↓↓↓
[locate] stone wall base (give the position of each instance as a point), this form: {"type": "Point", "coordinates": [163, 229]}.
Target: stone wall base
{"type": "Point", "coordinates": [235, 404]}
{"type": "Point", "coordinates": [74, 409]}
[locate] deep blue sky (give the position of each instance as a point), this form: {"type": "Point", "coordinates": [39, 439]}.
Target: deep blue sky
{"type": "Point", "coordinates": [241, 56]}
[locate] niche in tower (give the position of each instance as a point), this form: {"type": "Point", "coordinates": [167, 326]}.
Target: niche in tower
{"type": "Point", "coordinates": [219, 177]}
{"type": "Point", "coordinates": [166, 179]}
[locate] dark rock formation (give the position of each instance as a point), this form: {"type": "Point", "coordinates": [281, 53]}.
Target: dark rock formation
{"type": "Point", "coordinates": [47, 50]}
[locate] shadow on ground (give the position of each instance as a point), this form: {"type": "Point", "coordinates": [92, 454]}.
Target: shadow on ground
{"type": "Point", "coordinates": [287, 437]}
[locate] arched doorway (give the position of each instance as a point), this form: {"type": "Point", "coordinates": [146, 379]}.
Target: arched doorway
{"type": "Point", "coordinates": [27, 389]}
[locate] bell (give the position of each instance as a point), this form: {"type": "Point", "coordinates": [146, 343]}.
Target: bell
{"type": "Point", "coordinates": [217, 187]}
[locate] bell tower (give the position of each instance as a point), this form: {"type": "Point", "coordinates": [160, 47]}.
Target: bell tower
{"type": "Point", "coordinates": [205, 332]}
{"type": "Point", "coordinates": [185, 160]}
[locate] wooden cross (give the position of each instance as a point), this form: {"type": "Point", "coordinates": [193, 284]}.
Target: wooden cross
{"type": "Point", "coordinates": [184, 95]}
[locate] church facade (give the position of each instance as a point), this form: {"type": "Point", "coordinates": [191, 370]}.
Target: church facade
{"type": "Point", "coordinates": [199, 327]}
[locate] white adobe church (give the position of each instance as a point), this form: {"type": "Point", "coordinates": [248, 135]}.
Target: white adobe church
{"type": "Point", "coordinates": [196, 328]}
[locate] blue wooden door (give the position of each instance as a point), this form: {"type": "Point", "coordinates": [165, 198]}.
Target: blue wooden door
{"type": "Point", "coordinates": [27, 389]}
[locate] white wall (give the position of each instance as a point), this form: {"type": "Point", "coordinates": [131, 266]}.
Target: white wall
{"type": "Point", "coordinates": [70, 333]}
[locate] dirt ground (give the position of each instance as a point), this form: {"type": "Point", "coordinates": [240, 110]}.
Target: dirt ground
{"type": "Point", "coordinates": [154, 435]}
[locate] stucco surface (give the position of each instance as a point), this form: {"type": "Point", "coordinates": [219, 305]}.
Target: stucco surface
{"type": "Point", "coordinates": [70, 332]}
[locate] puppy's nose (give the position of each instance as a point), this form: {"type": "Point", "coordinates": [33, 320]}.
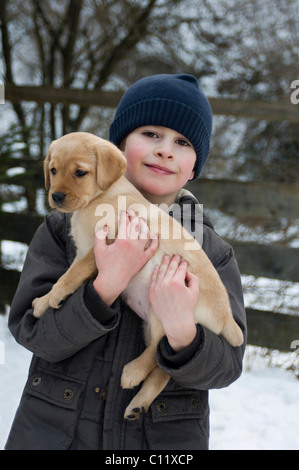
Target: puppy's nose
{"type": "Point", "coordinates": [58, 198]}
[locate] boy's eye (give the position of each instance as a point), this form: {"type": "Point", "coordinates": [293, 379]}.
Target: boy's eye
{"type": "Point", "coordinates": [150, 134]}
{"type": "Point", "coordinates": [80, 173]}
{"type": "Point", "coordinates": [183, 142]}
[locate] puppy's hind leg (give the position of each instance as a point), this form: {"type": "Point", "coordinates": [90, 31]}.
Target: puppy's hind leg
{"type": "Point", "coordinates": [138, 369]}
{"type": "Point", "coordinates": [79, 272]}
{"type": "Point", "coordinates": [151, 387]}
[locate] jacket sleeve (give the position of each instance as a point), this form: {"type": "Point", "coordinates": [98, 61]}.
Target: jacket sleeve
{"type": "Point", "coordinates": [214, 363]}
{"type": "Point", "coordinates": [58, 334]}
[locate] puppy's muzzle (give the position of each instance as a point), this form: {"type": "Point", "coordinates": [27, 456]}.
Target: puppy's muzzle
{"type": "Point", "coordinates": [58, 198]}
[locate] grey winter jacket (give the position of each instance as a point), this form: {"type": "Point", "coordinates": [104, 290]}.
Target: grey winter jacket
{"type": "Point", "coordinates": [73, 398]}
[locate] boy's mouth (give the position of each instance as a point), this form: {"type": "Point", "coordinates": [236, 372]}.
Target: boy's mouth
{"type": "Point", "coordinates": [159, 170]}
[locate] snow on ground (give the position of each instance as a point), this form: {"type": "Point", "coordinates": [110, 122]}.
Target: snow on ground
{"type": "Point", "coordinates": [258, 412]}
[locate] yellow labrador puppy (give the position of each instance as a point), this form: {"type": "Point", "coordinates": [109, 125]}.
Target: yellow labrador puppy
{"type": "Point", "coordinates": [84, 175]}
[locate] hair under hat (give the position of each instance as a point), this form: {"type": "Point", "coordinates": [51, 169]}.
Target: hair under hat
{"type": "Point", "coordinates": [173, 101]}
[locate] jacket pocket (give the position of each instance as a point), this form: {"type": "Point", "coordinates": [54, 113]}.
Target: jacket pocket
{"type": "Point", "coordinates": [47, 415]}
{"type": "Point", "coordinates": [177, 421]}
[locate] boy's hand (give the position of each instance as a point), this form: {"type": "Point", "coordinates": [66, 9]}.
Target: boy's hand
{"type": "Point", "coordinates": [173, 294]}
{"type": "Point", "coordinates": [119, 262]}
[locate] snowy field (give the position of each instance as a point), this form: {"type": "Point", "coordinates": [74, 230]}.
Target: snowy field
{"type": "Point", "coordinates": [258, 412]}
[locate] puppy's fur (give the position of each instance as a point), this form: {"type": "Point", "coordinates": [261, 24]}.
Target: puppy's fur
{"type": "Point", "coordinates": [82, 172]}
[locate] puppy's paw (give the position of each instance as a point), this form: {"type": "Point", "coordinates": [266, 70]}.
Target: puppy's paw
{"type": "Point", "coordinates": [40, 305]}
{"type": "Point", "coordinates": [132, 375]}
{"type": "Point", "coordinates": [134, 413]}
{"type": "Point", "coordinates": [56, 297]}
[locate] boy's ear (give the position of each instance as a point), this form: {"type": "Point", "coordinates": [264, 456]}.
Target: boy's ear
{"type": "Point", "coordinates": [46, 171]}
{"type": "Point", "coordinates": [111, 164]}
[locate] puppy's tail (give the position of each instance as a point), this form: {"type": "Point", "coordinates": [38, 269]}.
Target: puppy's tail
{"type": "Point", "coordinates": [233, 333]}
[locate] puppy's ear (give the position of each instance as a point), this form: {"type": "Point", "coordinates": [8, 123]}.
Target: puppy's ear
{"type": "Point", "coordinates": [111, 164]}
{"type": "Point", "coordinates": [46, 171]}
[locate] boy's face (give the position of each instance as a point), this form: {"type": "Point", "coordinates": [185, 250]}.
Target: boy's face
{"type": "Point", "coordinates": [160, 162]}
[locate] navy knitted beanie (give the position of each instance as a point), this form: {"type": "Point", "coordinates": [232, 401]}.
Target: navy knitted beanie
{"type": "Point", "coordinates": [173, 101]}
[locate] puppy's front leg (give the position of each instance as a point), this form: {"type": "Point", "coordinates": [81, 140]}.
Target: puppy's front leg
{"type": "Point", "coordinates": [79, 272]}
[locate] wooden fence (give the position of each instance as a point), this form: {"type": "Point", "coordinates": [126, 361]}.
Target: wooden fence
{"type": "Point", "coordinates": [267, 329]}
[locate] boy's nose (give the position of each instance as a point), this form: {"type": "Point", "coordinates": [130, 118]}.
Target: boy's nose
{"type": "Point", "coordinates": [164, 151]}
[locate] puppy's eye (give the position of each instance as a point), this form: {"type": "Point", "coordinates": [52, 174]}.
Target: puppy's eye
{"type": "Point", "coordinates": [80, 173]}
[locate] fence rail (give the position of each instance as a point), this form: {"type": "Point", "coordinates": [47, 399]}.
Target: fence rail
{"type": "Point", "coordinates": [261, 110]}
{"type": "Point", "coordinates": [267, 329]}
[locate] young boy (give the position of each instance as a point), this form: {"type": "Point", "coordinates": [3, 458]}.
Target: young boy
{"type": "Point", "coordinates": [73, 398]}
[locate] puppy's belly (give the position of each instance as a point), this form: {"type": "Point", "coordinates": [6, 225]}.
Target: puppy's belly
{"type": "Point", "coordinates": [136, 295]}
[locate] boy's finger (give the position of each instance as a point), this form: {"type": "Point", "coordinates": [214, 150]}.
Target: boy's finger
{"type": "Point", "coordinates": [122, 226]}
{"type": "Point", "coordinates": [102, 233]}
↑↑↑
● STATED GOAL
Locate "[locate] fence rail" in the data above. Then repeat, exactly, its line and each line after it through the last, adding nothing.

● WRITTEN RESPONSE
[locate] fence rail (give the position of each instance as a point), this form: {"type": "Point", "coordinates": [47, 399]}.
Target: fence rail
{"type": "Point", "coordinates": [261, 110]}
{"type": "Point", "coordinates": [267, 329]}
[locate] young boy (give the position of each instance as a point), this form: {"type": "Point", "coordinates": [3, 458]}.
Target: young boy
{"type": "Point", "coordinates": [73, 398]}
[locate] puppy's belly (give the position of each instance as a point), this form: {"type": "Point", "coordinates": [6, 225]}.
Target: puppy's belly
{"type": "Point", "coordinates": [136, 295]}
[locate] boy's finger (give the position of each instance as a point), this form: {"type": "Point", "coordinates": [214, 150]}.
Target: boy's finger
{"type": "Point", "coordinates": [122, 226]}
{"type": "Point", "coordinates": [102, 233]}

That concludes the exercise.